■ WORK TO COMPLETE ■
**a)** List each distinct username that posts in the forum thread below about a smelly antelope mount.
**b)** Answer these questions from the forum thread below about a smelly antelope mount.
(i) Where does Dan-O say the scent comes from?
(ii) According to Shawn Riley, what do commercial tanneries add after getting the smell out?
(iii) What does ArtisticWhiteta suggest spraying on the gland areas in the meantime?
**c)** Carry on the forum thread below about the smelly antelope mount from its last post.

··· QUOTED PASSAGE ···

# Smelly Antelope Mount



## Dan-O (Dec 24, 2006)

ukey:ukey:Hey everybody, I got my '08 loper back from the taxi last week and the mount still smells like a rutting loper buck. I know the scent is from the black patches on his cheeks, but I can smell it every time I walk down stairs. Is this normal? If not, is there something I can do about it without harming the mount? Thanks in advance, Dan-O


----------



## M.Magis (Oct 2, 2003)

No, it's not normal. The cape wasn't fleshed properly. Take it back and make the taxidermist fix it.


----------



## Shawn Riley (Aug 17, 2008)

Does not sound like a fleshing problem but a tanning problem. Did your taxidermist tan it himself or have it comercially tanned ?

Antelope are known to have a strong smell and comercial tannerys are very good at getting the smell out and then adding a deoderizer.


----------



## ArtisticWhiteta (Feb 18, 2009)

I agree with Shawn if your smelling rutting musk and not rotting flesh. I bet the cape was dry preserved in shop. Only thing you can do is wait it out, it'll get better with time. In the meantime though, you could spray the gland areas with oder killers.


----------



## M.Magis (Oct 2, 2003)

Sorry fellas, but it's caused by the gland not being fleshed properly. Tanned or DP, if that gland isn't removed completely, it's going to stink.

··· DATA ···

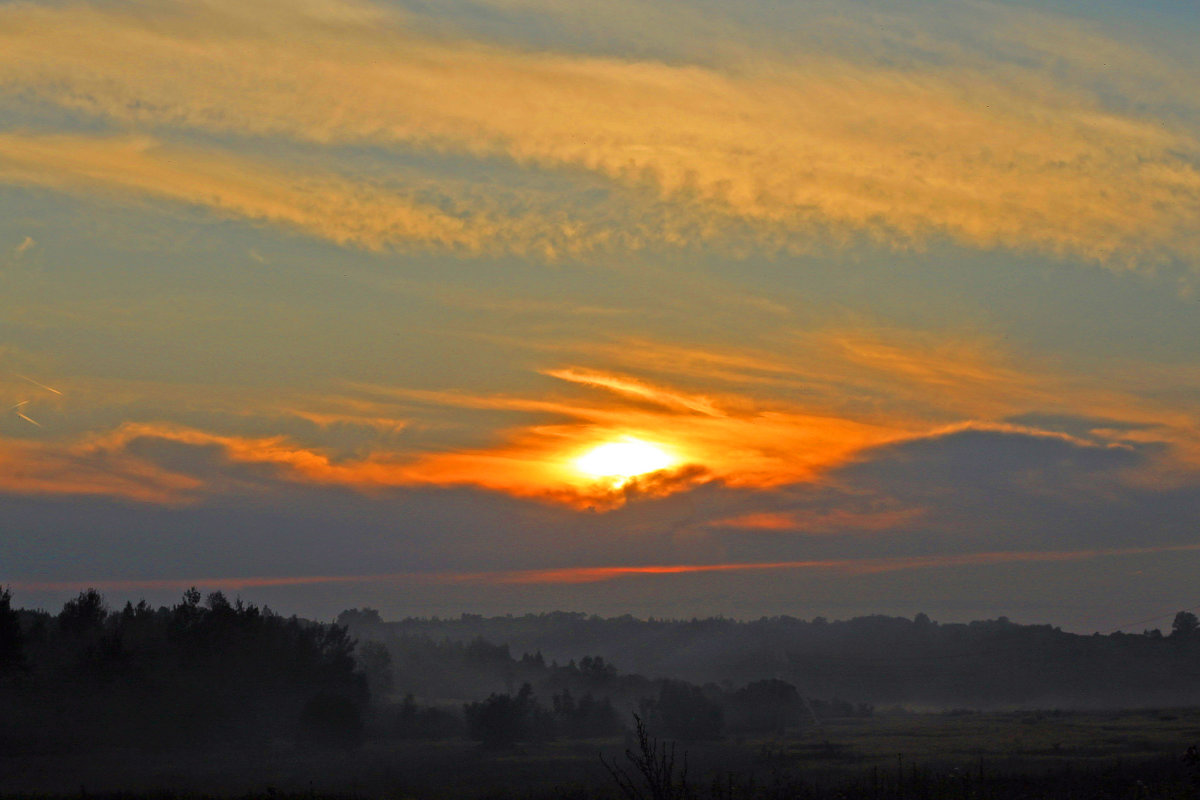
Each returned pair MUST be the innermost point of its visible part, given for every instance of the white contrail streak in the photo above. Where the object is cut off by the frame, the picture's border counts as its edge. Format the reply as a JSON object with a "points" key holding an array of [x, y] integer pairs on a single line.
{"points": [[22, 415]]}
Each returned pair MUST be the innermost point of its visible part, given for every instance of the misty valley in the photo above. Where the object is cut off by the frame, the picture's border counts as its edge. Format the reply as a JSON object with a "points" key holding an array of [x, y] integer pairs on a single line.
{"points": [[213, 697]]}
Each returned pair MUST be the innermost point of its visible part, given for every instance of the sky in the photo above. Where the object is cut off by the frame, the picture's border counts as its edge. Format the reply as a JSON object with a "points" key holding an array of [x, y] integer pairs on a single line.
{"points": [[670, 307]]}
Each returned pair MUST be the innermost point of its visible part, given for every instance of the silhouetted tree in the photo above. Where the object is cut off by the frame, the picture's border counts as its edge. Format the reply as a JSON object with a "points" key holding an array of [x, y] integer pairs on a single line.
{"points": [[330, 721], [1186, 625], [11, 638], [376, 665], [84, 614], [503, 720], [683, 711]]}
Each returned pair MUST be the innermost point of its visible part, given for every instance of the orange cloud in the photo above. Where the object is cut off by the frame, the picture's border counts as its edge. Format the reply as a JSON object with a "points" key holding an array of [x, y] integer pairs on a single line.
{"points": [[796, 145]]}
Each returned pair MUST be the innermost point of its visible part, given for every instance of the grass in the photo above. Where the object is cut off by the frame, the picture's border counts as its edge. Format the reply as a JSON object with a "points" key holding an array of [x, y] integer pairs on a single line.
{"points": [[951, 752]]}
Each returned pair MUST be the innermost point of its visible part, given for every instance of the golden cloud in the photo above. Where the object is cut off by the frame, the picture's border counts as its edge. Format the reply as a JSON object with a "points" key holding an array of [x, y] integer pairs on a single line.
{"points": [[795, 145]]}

···
··· DATA ···

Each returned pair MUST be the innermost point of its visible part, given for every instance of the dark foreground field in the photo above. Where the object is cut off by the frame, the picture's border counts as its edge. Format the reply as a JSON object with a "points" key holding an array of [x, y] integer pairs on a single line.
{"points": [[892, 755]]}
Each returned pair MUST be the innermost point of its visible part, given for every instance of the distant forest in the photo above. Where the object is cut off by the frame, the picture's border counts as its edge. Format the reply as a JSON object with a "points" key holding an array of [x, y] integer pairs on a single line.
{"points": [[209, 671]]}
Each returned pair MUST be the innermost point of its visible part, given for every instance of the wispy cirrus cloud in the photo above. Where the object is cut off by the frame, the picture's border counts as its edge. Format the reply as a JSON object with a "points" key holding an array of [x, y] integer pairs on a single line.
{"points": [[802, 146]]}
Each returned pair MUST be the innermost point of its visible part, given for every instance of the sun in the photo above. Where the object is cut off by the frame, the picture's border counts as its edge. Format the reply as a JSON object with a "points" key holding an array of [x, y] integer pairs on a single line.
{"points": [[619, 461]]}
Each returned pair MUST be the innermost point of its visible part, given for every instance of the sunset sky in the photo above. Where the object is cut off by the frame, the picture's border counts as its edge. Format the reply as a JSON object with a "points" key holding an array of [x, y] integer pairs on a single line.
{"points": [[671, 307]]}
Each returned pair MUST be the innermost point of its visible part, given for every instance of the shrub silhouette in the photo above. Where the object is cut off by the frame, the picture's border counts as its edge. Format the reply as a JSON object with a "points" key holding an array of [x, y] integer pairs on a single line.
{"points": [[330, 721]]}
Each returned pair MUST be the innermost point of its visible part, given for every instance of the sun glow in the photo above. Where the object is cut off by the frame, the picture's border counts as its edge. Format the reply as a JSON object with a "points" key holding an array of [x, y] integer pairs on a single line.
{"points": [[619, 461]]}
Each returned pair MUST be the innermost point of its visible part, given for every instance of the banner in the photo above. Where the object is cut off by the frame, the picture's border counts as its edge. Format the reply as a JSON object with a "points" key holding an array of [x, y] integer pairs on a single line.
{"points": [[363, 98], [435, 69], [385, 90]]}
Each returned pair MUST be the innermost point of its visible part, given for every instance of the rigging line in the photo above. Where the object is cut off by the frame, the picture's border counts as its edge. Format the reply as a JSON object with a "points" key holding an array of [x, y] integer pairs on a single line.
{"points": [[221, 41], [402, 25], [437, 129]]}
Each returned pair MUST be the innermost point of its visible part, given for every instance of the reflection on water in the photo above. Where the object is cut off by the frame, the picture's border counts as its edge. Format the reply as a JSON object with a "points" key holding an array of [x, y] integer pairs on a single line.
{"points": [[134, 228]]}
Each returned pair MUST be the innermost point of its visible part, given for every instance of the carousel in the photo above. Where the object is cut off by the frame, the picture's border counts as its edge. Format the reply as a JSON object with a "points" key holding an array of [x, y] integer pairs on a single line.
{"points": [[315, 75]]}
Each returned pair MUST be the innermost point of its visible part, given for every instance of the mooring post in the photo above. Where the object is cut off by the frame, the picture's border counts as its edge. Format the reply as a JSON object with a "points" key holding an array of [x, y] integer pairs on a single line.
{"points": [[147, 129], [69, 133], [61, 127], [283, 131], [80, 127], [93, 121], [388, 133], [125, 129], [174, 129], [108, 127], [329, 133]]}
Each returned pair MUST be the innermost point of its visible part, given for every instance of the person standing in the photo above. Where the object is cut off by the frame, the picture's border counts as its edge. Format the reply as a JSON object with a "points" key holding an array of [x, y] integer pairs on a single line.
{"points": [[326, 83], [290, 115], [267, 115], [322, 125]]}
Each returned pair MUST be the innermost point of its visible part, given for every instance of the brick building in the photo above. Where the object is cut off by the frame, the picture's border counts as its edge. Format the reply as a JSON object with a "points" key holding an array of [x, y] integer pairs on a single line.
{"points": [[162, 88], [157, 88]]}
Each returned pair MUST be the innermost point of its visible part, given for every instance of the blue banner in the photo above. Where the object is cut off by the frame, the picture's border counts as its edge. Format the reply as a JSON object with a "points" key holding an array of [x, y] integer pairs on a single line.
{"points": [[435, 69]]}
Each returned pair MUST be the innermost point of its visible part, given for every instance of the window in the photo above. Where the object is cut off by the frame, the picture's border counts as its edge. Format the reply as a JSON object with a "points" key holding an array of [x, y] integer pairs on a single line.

···
··· DATA ···

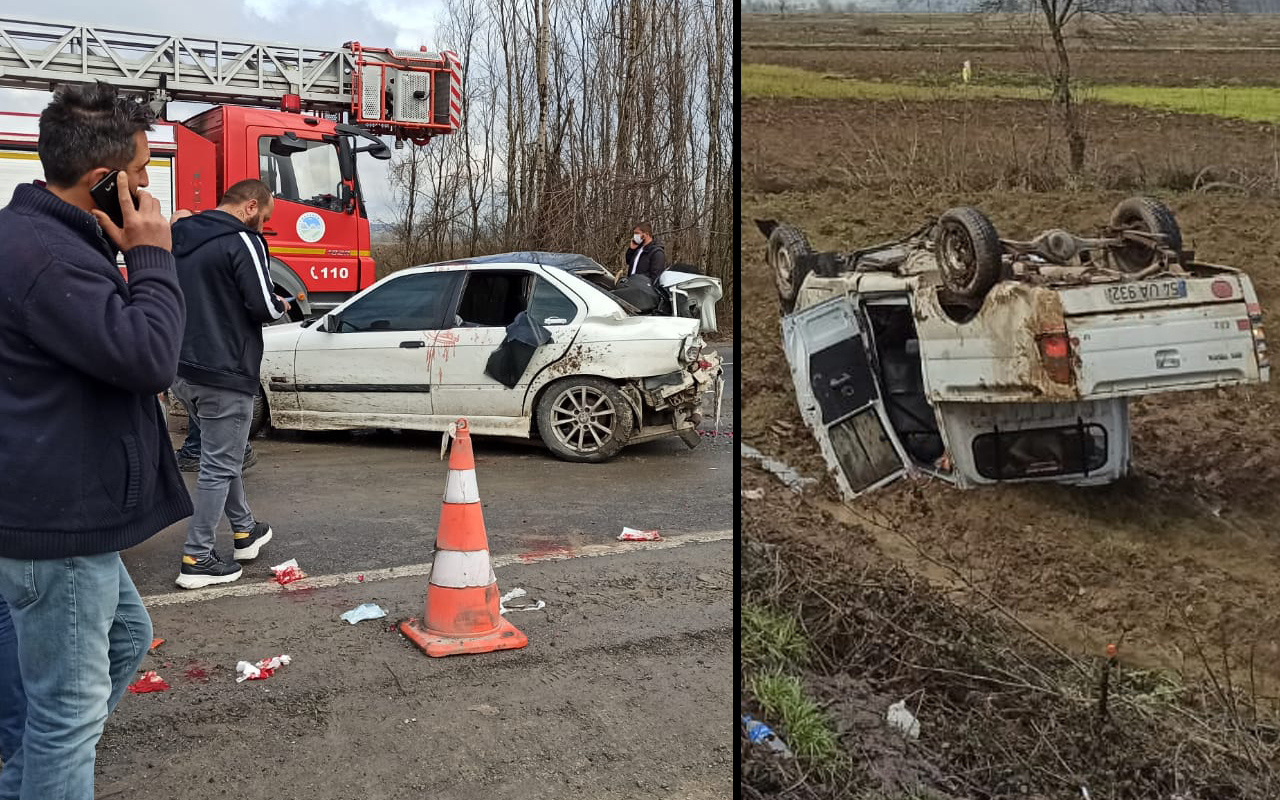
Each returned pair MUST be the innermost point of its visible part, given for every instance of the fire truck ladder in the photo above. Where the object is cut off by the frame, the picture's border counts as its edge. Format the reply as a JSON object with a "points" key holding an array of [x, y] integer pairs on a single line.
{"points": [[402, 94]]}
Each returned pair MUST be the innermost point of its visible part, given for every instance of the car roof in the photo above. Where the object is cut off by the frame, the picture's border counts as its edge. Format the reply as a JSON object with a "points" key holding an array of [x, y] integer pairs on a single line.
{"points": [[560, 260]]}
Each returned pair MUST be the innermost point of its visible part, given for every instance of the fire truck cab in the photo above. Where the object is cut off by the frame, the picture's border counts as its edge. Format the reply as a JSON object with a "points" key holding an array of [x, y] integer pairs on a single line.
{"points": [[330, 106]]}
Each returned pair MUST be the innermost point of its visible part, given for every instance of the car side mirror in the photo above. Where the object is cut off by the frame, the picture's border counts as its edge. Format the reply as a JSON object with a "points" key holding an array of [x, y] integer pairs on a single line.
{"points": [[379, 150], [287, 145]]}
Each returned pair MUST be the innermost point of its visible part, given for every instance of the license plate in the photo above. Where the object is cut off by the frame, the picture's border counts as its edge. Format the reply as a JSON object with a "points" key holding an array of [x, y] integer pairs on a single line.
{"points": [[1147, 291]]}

···

■ EXERCISE RESPONSES ■
**a)** Dan-O, M.Magis, Shawn Riley, ArtisticWhiteta

**b)**
(i) The black patches on the antelope's cheeks.
(ii) A deodorizer.
(iii) Odor killers.

**c)**
My suggestion of taking it back is probably a bad one. It's really too late to do much. Spray with Fabreeze occasionally and over time it'll get better like ArtisticWhiteta said.


----------



## Dan-O (Dec 24, 2006)

It's definitely not rotten. I know this guy pretty well and he has done lopers before. I think he tanned it himself, but I'm not positive. I'll see what he says when I pick my whitetail buck up next week. Thanks for the info everybody. Dan-O


----------



## proskinnertts (Mar 8, 2005)

I think you guys are headed the wrong direction, he probably didnt remove the horns and clean the cores, or he could have did a little dry preserve shake and bake instead of tanning it. I dont think it has anything to do with the glands cause the hair would have slipped if they werent fleshed properly. Just wait till the bugs start attacking that goat.


----------



## M.Magis (Oct 2, 2003)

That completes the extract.